=== Görevin amacı ===
Aşağıdaki malzemede "Handle each <instance>" içeren satırdan "positive clicks: (321, 297)" içeren satıra kadar (her iki satır dahil) olan satırları, "bound" yerine "limit" koyarak güncelleyin ve diğer her şeyi değiştirmeden yazın.
=-=-=
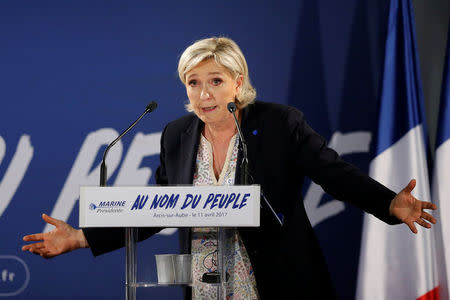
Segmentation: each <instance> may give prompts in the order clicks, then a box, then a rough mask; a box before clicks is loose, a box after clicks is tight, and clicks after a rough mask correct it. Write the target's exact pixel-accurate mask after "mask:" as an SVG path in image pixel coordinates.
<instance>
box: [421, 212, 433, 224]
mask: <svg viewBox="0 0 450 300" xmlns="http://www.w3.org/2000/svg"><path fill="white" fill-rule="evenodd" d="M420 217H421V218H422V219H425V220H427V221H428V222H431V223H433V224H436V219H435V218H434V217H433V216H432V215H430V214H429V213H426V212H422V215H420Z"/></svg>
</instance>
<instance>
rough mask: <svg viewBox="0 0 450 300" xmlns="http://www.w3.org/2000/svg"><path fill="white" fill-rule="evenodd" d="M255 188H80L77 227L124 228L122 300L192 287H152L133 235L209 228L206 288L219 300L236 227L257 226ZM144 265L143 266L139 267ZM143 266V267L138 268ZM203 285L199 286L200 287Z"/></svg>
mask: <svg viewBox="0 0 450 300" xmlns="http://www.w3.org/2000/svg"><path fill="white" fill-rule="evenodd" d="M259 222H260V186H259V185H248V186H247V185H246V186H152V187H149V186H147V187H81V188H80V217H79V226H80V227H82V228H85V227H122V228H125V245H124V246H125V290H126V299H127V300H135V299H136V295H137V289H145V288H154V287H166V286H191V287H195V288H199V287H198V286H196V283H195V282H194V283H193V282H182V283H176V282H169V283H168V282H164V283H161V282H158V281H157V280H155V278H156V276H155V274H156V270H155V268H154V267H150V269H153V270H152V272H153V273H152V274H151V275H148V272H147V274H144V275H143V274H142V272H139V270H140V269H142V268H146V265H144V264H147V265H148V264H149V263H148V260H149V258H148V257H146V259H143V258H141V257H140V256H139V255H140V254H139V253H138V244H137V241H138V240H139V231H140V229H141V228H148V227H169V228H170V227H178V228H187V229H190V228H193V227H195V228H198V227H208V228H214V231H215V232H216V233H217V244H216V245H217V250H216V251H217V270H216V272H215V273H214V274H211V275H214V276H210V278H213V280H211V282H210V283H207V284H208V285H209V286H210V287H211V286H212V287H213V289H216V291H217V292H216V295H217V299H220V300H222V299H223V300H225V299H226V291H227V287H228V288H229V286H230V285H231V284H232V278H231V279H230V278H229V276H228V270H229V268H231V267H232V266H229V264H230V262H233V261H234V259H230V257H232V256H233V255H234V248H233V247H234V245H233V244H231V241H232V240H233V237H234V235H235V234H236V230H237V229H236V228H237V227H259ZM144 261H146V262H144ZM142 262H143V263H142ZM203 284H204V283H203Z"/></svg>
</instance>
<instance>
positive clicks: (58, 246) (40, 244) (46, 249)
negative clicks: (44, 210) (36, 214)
=-=-=
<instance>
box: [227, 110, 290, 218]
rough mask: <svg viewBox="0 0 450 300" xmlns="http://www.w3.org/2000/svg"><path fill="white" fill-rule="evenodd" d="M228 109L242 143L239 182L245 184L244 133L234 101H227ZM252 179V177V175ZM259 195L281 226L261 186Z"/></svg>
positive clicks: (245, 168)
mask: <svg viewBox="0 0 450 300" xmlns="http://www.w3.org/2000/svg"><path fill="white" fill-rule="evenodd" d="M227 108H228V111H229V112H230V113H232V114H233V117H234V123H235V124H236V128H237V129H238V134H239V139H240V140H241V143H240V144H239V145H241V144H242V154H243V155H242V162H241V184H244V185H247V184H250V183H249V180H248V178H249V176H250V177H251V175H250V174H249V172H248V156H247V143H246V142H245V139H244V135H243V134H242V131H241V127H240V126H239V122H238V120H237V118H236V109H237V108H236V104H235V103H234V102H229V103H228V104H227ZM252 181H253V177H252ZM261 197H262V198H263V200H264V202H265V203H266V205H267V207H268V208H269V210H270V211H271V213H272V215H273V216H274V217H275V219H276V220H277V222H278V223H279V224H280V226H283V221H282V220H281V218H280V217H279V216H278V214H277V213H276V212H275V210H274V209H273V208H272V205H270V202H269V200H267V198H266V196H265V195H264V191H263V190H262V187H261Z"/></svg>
=-=-=
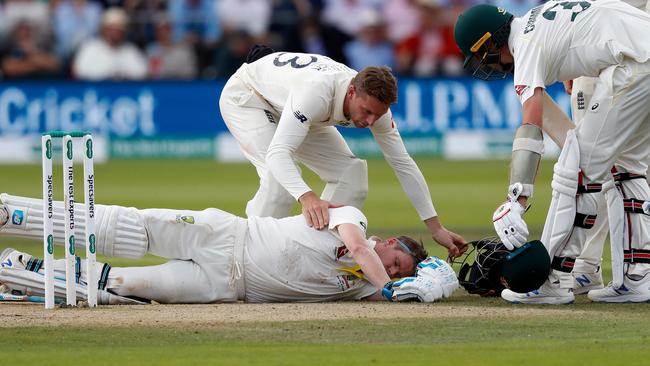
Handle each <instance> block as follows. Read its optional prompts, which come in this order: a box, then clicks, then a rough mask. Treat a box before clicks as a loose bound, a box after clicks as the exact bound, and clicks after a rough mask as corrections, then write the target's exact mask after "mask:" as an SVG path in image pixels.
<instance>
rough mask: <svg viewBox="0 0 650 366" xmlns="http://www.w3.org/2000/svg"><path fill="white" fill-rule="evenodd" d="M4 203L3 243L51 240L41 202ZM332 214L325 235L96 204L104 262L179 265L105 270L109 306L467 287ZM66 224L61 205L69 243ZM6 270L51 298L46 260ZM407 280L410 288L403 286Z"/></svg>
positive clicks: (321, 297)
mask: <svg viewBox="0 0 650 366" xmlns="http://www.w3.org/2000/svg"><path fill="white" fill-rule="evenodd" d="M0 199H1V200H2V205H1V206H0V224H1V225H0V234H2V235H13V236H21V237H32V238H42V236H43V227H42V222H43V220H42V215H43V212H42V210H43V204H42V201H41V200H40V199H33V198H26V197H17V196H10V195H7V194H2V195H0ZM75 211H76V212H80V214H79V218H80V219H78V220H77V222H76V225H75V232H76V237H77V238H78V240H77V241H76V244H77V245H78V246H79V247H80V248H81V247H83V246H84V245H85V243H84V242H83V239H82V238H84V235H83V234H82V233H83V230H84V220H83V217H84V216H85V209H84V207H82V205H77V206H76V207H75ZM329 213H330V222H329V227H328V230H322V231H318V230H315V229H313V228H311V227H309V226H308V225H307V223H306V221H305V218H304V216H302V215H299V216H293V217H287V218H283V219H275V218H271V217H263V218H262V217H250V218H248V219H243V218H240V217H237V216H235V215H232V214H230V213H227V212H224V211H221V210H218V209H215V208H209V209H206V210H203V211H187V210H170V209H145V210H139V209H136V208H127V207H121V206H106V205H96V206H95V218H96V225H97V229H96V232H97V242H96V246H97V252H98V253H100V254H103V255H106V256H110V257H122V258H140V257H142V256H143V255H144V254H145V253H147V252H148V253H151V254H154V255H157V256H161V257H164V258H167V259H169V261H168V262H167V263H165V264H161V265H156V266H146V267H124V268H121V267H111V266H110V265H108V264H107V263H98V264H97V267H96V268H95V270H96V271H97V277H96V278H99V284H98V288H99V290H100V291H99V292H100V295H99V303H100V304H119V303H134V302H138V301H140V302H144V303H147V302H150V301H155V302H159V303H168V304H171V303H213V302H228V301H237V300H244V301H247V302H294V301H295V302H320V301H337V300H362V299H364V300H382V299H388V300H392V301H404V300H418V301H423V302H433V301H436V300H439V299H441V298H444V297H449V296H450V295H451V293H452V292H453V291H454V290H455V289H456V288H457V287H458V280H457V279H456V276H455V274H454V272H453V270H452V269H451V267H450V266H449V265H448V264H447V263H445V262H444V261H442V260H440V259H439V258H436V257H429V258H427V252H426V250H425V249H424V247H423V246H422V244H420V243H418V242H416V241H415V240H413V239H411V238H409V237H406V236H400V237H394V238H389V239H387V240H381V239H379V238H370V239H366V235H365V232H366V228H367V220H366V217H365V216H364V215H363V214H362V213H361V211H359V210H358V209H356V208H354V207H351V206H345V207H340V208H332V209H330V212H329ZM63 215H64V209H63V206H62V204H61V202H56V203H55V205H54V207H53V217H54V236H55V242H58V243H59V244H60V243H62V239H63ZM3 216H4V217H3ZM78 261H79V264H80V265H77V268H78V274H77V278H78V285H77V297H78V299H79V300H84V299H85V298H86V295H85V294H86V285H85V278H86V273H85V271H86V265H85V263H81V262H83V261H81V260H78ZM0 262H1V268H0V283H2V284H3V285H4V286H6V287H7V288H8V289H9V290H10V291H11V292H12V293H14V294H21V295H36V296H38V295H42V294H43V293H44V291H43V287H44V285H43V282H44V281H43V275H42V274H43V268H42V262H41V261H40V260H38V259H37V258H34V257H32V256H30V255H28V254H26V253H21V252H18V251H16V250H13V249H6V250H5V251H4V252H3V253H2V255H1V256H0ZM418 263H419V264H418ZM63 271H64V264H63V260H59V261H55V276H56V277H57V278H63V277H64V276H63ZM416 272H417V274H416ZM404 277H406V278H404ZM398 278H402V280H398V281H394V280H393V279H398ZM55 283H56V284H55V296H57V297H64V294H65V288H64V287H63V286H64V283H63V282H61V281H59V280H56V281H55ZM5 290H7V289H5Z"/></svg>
=-=-=
=== Problemin çözümü ===
Handle each <instance> block as follows. Read its optional prompts, which come in this order: a box, then clicks, then a rough mask. Treat a box before clicks as a loose limit, a box after clicks as the exact limit, and clicks after a rough mask as corrections, then write the target's exact mask after "mask:" as an SVG path in image pixels.
<instance>
rough mask: <svg viewBox="0 0 650 366" xmlns="http://www.w3.org/2000/svg"><path fill="white" fill-rule="evenodd" d="M4 203L3 243L51 240L41 202ZM332 214L325 235L96 204L104 262L179 265L105 270L109 306L467 287ZM66 224L61 205L69 243ZM6 270L51 298L46 260ZM407 280L410 288L403 286Z"/></svg>
positive clicks: (321, 297)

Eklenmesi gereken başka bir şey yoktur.